■ Çalışma talimatı: Turizm ve anılar üzerine yazıdan "Ne yapıyoruz ki" ifadesinden "10 tane biriktirmedim." ifadesine kadar uzanan bölümü hiçbir değişiklik yapmadan yazın.

■ Alıntı:

Şimdi artık gitmeye çekiniyorum. O bıraktığım yeşili, muhteşem doğayı bulamamaktan korkuyorum. Sumela manastırı bile 1989 da gittiğimde virane ama muhteşem bir yerdi 2000 de gittiğimde ytonglardan “restore !” edilmiş saçma sapan bir yapıydı.
Turizm Pazarlaması dersinde Fikri hoca bahsetmişti bu konudan. “Nedir Turizm?” diye sorduğunda o dönem turizm eğitimimde 6. seneyi doldurmuş biri olarak aşağı yukarı 20 ayrı tanım yapabilecek durumdaydim ama hiç bir tanımım Fikri hocanın bu tanımıyla boy ölçüşemezdi. “Turizm anı kolleksiyonudur“.
Sonra tanımın çapını büyüttüm ve “Hayat” da bu tanımın karşılığı haline geldi. “Nedir hayat ?” sorusunun güzel cevabı “Anı Kolleksiyonu” değil mi ?
Ne yapıyoruz ki başka? Düne baktığınızda ne var elinizde anılardan başka ? O binbir emekle, zorluklarla yaşadığımız her an kolleksiyonda yerini alıyor. Bazen de kolleksiyonu biriktirdiğimiz defter çok da büyük olmadığından, eskilerden birkaç yaprağı silip yerine başkalarını koyuyoruz.
Yaşadığımız her an ancak o saniye için değerli. Geçmişte kaldığı anda kolleksiyona tabi oluveriyor. Geçen yaz gittiğiniz tatil ne kadar canlı hayallerde ? ondan önceki ? ya ondan önceki ? bir tane daha sorarsam tıkanacaksınız değil mi “ne yapmıştık 4 yaz önce ?”
Ben bu gerçekle yüzleştiğimden beri her tatili farklı yerde yapmaya çalıştım. En azından “10 senedir aynı yere giderim” deyip aynı anıdan 10 tane biriktirmedim.
Biriktiriyoruz biriktiriyoruz ve çıkışta defteri baştan sona tarayıp kısa bir özet geçiliyor, sonra da koltuğumuzun altına sıkıştırıp gidiyoruz buralardan. Geriye başkalarının defterlerinde kolleksiyon olmak kalıyor bir tek.
Kimsenin defterinde kötü birer kolleksiyon olmak istemem. Benim sayfama gelindiğinde insanların yüzünde oluşacak küçük bir gülümseme bile yeterli.

■ Gösterilen bilgiler:
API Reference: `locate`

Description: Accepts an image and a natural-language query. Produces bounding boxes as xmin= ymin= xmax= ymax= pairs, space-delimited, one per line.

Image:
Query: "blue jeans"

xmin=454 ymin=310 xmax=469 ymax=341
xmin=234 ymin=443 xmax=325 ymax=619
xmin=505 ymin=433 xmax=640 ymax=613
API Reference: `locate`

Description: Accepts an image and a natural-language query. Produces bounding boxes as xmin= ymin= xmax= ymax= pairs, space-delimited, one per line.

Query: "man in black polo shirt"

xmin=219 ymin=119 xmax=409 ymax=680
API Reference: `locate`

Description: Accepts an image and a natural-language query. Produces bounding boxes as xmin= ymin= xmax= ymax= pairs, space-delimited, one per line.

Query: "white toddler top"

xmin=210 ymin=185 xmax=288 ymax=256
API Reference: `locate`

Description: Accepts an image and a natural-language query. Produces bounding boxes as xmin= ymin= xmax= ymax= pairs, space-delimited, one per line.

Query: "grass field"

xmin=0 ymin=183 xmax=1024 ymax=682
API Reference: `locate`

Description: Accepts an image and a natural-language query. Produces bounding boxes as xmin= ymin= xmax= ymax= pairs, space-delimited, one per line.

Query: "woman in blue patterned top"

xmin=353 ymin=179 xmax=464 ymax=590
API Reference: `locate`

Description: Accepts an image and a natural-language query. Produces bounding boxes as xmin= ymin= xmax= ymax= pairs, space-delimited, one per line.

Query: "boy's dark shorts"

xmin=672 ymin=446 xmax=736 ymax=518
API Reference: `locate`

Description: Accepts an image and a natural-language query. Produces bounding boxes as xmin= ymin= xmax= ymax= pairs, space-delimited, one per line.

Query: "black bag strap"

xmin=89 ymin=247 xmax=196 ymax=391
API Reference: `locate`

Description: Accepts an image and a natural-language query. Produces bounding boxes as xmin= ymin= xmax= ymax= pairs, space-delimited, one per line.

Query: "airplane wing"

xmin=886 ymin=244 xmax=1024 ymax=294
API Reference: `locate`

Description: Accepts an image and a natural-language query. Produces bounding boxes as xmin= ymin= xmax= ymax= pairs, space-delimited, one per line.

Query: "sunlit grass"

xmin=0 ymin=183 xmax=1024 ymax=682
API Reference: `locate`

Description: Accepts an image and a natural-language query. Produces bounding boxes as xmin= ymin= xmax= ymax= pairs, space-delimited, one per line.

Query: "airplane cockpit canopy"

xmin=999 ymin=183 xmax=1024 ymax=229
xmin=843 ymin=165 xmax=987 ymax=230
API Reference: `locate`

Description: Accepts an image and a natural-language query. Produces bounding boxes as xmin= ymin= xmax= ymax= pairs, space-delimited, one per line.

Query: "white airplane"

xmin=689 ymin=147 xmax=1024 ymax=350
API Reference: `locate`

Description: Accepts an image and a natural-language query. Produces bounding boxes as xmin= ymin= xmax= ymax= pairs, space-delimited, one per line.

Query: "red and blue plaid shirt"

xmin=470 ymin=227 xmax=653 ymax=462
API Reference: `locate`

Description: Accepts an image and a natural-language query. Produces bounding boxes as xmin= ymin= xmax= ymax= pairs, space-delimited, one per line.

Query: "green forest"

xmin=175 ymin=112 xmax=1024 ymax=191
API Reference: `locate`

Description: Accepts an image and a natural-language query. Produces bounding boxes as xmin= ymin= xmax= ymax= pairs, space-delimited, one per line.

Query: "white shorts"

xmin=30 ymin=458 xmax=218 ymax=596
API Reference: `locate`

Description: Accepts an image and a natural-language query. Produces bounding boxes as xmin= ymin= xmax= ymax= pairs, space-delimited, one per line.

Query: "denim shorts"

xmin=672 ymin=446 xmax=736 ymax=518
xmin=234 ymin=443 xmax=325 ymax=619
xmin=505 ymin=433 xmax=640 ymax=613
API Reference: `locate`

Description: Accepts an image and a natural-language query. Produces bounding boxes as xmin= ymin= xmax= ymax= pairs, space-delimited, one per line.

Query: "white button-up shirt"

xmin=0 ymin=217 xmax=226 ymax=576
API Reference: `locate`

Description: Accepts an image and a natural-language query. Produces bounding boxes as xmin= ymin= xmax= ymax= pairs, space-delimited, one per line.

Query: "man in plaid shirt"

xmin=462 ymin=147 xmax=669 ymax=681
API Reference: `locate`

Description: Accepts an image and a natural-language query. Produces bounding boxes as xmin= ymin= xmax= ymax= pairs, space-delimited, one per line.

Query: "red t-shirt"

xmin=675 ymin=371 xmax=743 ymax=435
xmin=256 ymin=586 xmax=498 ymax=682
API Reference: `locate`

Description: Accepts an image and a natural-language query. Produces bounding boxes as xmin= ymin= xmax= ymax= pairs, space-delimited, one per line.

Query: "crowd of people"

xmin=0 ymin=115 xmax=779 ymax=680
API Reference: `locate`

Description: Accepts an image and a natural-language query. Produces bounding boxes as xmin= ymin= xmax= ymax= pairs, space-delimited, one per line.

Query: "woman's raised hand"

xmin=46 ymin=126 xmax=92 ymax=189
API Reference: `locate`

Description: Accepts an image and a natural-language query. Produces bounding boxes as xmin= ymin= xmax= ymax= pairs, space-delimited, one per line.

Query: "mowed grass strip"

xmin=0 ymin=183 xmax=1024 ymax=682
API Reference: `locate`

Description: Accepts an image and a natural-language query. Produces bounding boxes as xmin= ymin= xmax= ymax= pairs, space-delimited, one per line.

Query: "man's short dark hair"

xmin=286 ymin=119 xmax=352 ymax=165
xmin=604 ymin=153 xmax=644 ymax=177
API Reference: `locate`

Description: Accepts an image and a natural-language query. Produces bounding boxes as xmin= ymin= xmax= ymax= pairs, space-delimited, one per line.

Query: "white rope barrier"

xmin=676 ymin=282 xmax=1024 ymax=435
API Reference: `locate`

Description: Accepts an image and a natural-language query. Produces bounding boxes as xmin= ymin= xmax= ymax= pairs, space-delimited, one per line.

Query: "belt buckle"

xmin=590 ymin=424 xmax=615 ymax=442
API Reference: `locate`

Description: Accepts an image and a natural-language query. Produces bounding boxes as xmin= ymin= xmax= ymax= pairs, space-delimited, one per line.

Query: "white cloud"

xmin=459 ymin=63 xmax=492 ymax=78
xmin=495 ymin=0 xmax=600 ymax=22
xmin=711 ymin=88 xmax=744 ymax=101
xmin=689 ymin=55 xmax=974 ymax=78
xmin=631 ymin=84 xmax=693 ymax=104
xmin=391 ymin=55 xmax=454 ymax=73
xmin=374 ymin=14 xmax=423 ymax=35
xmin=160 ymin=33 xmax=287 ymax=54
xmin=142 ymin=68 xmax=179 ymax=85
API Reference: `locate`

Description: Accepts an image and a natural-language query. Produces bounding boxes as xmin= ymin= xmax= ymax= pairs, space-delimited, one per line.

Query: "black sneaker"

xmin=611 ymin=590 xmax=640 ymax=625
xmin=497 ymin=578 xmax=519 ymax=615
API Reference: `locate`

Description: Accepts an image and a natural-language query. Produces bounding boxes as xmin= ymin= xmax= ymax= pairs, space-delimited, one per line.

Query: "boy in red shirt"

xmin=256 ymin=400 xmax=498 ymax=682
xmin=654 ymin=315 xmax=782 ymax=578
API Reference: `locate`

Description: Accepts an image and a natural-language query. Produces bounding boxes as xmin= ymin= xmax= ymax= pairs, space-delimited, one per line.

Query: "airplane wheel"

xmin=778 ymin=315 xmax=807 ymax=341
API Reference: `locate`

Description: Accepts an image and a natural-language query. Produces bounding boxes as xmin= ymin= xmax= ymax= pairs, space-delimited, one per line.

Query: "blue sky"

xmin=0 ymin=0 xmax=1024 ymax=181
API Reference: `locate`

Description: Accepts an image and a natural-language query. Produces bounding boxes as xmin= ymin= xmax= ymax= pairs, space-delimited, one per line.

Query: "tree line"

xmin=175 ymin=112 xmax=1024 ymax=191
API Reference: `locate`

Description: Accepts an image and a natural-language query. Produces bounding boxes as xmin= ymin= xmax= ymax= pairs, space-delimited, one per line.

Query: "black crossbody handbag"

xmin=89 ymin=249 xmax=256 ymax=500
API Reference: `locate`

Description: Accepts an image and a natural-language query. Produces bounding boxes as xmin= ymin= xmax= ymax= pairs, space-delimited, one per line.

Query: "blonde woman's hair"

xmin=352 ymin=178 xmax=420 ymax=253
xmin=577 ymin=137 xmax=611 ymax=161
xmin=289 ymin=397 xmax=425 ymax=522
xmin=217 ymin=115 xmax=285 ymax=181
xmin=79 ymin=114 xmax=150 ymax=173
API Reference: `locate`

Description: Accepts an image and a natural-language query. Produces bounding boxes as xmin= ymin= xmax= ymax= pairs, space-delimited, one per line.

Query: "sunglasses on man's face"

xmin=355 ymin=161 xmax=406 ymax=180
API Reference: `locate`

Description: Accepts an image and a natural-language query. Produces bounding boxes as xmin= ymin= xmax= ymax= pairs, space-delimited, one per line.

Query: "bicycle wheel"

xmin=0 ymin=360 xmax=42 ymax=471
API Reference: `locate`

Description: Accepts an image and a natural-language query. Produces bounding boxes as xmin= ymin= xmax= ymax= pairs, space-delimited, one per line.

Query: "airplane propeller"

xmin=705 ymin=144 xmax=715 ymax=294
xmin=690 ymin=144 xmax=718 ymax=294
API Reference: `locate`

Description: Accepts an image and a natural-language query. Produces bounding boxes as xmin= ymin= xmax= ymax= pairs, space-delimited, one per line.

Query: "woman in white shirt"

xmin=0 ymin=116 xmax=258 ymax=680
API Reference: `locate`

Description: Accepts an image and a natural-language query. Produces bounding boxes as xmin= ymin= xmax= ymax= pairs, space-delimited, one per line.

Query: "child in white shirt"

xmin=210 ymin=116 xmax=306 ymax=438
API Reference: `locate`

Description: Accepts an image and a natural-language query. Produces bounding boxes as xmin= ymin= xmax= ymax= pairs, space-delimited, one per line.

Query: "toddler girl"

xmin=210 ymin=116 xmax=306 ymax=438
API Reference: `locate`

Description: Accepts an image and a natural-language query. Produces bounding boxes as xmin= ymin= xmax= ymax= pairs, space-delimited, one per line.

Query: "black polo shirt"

■ Görev yanıtı:
Ne yapıyoruz ki başka? Düne baktığınızda ne var elinizde anılardan başka ? O binbir emekle, zorluklarla yaşadığımız her an kolleksiyonda yerini alıyor. Bazen de kolleksiyonu biriktirdiğimiz defter çok da büyük olmadığından, eskilerden birkaç yaprağı silip yerine başkalarını koyuyoruz.
Yaşadığımız her an ancak o saniye için değerli. Geçmişte kaldığı anda kolleksiyona tabi oluveriyor. Geçen yaz gittiğiniz tatil ne kadar canlı hayallerde ? ondan önceki ? ya ondan önceki ? bir tane daha sorarsam tıkanacaksınız değil mi “ne yapmıştık 4 yaz önce ?”
Ben bu gerçekle yüzleştiğimden beri her tatili farklı yerde yapmaya çalıştım. En azından “10 senedir aynı yere giderim” deyip aynı anıdan 10 tane biriktirmedim.